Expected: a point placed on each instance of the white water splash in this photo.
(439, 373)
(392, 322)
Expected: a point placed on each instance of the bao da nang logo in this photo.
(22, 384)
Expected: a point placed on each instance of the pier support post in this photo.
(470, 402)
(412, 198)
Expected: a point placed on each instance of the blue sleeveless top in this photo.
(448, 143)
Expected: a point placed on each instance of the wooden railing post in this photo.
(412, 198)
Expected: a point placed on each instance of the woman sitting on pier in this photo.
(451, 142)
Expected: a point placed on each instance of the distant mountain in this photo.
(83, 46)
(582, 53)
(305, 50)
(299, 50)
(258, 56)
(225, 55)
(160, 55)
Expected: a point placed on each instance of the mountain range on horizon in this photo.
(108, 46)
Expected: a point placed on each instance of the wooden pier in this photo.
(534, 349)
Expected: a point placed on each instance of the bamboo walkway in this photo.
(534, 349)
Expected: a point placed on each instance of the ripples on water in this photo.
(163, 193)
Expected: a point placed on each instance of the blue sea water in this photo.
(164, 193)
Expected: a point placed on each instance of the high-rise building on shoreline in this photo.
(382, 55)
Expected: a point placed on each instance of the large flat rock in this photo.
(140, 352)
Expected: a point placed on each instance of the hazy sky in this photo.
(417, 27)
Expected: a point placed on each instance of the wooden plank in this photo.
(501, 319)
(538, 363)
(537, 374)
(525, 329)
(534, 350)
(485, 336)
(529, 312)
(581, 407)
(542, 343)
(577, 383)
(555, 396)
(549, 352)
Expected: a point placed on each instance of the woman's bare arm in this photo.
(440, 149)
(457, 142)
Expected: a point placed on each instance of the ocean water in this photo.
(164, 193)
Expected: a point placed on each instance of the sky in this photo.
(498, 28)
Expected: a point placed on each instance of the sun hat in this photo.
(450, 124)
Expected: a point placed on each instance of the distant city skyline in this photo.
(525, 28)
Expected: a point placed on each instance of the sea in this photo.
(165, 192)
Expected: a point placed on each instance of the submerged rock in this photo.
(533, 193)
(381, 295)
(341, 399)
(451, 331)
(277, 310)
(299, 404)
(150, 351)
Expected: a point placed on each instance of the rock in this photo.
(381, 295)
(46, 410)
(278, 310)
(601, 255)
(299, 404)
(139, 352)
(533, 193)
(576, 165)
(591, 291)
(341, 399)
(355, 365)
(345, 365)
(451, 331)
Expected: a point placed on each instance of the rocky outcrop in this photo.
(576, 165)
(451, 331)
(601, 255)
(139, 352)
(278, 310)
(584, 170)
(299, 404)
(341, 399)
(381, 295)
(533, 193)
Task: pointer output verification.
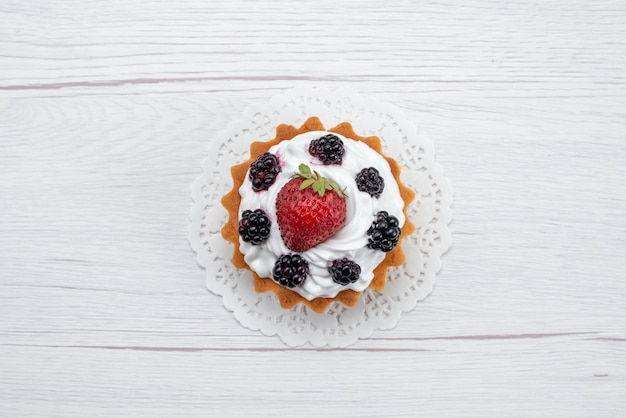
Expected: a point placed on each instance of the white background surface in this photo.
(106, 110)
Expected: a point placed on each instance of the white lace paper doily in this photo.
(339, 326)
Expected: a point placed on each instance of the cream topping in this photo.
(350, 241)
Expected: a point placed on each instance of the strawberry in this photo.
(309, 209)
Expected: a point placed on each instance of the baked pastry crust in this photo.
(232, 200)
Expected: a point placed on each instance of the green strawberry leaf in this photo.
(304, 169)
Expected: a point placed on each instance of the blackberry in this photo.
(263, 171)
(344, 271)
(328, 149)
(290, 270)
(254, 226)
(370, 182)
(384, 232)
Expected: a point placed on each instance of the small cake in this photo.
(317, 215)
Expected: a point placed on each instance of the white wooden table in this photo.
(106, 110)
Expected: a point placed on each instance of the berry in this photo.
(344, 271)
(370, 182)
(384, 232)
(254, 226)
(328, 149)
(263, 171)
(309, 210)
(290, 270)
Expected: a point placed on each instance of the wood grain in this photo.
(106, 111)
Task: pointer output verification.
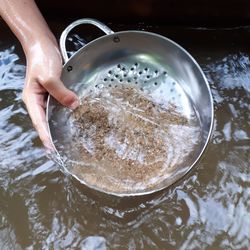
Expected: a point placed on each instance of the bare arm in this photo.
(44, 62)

● ● ●

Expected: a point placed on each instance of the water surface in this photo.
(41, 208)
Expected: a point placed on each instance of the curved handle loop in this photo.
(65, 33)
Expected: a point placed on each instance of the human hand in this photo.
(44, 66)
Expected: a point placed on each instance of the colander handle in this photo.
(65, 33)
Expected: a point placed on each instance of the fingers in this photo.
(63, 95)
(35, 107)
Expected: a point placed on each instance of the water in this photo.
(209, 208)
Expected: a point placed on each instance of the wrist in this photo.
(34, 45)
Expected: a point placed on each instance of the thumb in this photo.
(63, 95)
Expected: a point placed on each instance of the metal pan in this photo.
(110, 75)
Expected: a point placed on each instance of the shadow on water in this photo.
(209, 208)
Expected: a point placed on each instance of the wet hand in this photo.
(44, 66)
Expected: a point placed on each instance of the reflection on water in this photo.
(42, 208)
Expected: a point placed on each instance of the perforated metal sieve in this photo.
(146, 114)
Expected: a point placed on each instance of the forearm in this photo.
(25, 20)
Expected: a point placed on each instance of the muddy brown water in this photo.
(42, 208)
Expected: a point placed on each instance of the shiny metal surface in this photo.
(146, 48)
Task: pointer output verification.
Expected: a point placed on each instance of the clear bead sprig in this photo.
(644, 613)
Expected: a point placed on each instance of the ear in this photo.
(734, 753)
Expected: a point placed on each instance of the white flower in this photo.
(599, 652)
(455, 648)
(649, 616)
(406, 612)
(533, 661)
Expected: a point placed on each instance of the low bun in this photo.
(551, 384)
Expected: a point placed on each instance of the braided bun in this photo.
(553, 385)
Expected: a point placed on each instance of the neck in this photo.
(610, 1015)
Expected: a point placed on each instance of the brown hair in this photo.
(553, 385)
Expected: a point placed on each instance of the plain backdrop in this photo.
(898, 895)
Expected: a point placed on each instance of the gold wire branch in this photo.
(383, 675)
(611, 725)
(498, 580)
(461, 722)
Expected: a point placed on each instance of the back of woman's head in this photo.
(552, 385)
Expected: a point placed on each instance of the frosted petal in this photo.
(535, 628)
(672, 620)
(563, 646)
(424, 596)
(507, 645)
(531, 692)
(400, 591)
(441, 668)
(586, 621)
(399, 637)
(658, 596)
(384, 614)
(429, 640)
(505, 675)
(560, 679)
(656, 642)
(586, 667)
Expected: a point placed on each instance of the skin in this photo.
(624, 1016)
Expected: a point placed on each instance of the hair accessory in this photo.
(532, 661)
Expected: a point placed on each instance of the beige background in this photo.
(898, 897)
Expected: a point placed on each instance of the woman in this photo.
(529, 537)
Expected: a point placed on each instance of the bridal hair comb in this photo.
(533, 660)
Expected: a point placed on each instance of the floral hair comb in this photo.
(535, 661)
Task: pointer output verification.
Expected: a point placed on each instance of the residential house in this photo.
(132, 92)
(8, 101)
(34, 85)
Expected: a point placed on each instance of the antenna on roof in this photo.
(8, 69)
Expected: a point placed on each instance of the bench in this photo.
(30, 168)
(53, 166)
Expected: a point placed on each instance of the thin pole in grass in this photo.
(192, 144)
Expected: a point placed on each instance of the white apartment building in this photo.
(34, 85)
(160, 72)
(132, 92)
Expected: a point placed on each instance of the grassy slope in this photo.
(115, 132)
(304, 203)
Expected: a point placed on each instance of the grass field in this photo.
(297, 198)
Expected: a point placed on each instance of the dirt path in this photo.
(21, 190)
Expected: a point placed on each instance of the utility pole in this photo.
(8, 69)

● ● ●

(Task requirements): Copy out every line of the entries that contains the string "building", matching its case exactly.

(Result of this task):
Expected: a point placed on each instance of the high-rise building on shoreline in this photo.
Expected: a point placed on each instance of the white apartment building in this photo.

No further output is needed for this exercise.